[[ Records to process, beginning ]]

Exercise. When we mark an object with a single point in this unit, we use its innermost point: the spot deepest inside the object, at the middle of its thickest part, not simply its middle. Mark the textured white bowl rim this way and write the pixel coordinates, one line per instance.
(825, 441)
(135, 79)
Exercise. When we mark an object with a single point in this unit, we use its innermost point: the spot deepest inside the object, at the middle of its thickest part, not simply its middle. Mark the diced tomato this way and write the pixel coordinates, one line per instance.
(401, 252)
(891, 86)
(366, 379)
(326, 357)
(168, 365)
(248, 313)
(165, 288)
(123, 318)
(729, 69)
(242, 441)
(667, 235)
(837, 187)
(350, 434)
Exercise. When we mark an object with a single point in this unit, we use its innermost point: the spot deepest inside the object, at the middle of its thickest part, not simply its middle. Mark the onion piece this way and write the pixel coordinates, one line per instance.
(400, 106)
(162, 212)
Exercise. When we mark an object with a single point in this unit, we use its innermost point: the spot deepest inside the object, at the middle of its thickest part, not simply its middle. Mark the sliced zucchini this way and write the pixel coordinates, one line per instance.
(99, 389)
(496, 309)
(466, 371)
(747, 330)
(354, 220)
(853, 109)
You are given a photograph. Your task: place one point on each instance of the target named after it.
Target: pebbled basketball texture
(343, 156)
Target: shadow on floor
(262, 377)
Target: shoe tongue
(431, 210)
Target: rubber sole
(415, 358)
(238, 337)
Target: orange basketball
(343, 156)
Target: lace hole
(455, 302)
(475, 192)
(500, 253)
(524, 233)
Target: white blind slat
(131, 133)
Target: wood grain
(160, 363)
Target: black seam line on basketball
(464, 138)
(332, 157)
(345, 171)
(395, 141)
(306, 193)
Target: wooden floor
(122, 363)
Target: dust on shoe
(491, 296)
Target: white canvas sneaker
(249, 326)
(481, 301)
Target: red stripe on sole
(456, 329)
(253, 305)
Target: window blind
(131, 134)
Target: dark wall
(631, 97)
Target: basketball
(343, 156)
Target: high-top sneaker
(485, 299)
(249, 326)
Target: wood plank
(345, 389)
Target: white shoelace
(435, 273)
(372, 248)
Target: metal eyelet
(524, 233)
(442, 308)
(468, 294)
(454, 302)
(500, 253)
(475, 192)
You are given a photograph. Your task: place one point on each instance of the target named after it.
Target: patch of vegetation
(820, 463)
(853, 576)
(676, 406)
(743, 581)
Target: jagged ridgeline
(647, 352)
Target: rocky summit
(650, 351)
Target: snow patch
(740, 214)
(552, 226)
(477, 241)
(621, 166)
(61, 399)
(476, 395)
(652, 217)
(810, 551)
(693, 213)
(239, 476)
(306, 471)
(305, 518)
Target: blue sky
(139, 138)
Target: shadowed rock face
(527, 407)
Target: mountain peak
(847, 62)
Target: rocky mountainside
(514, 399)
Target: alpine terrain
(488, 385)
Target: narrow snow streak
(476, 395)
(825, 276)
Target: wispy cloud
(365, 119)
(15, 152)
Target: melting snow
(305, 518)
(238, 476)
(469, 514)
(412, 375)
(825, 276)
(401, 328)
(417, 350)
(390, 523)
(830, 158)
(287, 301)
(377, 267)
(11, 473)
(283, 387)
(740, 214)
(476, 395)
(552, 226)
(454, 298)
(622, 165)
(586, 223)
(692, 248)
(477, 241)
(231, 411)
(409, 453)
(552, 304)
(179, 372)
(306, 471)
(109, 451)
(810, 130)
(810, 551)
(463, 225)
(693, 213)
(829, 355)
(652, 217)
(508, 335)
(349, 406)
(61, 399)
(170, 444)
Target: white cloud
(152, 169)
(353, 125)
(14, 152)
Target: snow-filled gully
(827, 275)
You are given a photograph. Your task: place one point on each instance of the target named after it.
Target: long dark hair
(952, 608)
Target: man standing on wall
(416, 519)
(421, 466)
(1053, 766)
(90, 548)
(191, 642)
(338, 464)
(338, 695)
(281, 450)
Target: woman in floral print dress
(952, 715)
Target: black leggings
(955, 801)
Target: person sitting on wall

[[ Records to process, end ]]

Reproduce the records above word for word.

Exercise. When we mark an object with a single point in this unit, we use its innermost point: the spot deepest inside the object, at the middle of its thickest part, not simply its middle. Mark the textured white bowl rim this way and write the pixel coordinates, one line per instance.
(825, 441)
(135, 79)
Exercise. When we mark an object with a single point in this unit, we use its innermost point: the spot deepest inside the object, at the middle of its thickest part, not simply its middle. Mark the diced tomato this way and write the pixel coordinates, one line per instance.
(401, 252)
(891, 86)
(366, 379)
(326, 357)
(168, 365)
(248, 313)
(165, 288)
(123, 318)
(729, 69)
(242, 441)
(667, 235)
(837, 187)
(350, 434)
Exercise. When we mark an object with a single point in this unit, we use its innermost point: the spot deepest inside the object, at the middle of its thickest part, not simply its middle. Mark the onion piece this way and write the pixel coordinates, one line per instance.
(400, 106)
(162, 212)
Exercise. When we mark an object with a single point in this unit, we use its innermost point: the spot deepest inside the object, at the middle of its thickest part, not simply its middle. Mark the sliced zucchini this way and write the pixel coordinates, one line per instance.
(99, 389)
(496, 309)
(466, 371)
(747, 330)
(354, 220)
(853, 109)
You are given a photograph. Your task: place one point on each instance of the target named after it.
Target: pebbled basketball texture
(343, 156)
Target: shadow on floor
(262, 377)
Target: shoe tongue
(431, 210)
Target: rubber sole
(415, 358)
(238, 337)
Target: orange basketball
(343, 156)
Target: lace hole
(455, 302)
(475, 192)
(500, 253)
(524, 233)
Target: white blind slat
(131, 133)
Target: wood grain
(160, 363)
Target: black seam line on basketball
(464, 138)
(332, 157)
(345, 171)
(395, 141)
(306, 193)
Target: wooden floor
(122, 363)
Target: dust on shoe
(491, 296)
Target: white canvas sneaker
(249, 326)
(481, 301)
Target: red stripe on sole
(456, 329)
(253, 305)
Target: window blind
(131, 134)
Target: dark wall
(631, 97)
Target: basketball
(343, 156)
Target: high-top sneaker
(485, 299)
(249, 326)
Target: wood plank
(345, 389)
Target: white shoelace
(435, 273)
(372, 248)
Target: metal eyelet
(524, 233)
(442, 308)
(468, 294)
(454, 302)
(500, 253)
(475, 192)
You are given a photograph. Your task: place one point on each instance of the target named after it.
Target: patch of vegetation
(820, 463)
(853, 576)
(676, 406)
(743, 581)
Target: jagged ridgeline
(647, 352)
Target: rocky summit
(650, 351)
Target: snow patch
(740, 214)
(552, 226)
(477, 241)
(621, 166)
(61, 399)
(476, 395)
(652, 217)
(810, 551)
(693, 213)
(239, 476)
(306, 471)
(305, 518)
Target: blue sky
(139, 138)
Target: shadowed rock face
(527, 407)
Target: mountain peak
(847, 62)
Target: rocky mountainside
(514, 399)
Target: alpine terrain
(488, 385)
Target: narrow snow streak
(476, 395)
(825, 276)
Target: wispy cloud
(365, 119)
(15, 152)
Target: melting snow
(305, 518)
(238, 476)
(469, 514)
(412, 375)
(825, 276)
(401, 328)
(417, 350)
(390, 523)
(830, 158)
(287, 301)
(377, 267)
(11, 473)
(283, 387)
(740, 214)
(476, 395)
(552, 226)
(454, 298)
(622, 165)
(586, 223)
(692, 248)
(477, 241)
(231, 411)
(409, 453)
(552, 304)
(179, 372)
(306, 471)
(109, 451)
(810, 130)
(810, 551)
(463, 225)
(693, 213)
(829, 355)
(652, 217)
(508, 335)
(349, 406)
(61, 399)
(170, 444)
Target: white cloud
(152, 169)
(353, 125)
(14, 152)
Target: snow-filled gully
(827, 275)
You are given a photograph. Your task: place one point on each instance of the target named after it.
Target: long dark hair
(952, 608)
Target: man standing on wall
(416, 519)
(421, 466)
(1053, 766)
(90, 548)
(191, 642)
(338, 464)
(338, 695)
(281, 450)
Target: woman in floral print dress
(952, 715)
Target: black leggings
(955, 801)
Target: person sitting on wall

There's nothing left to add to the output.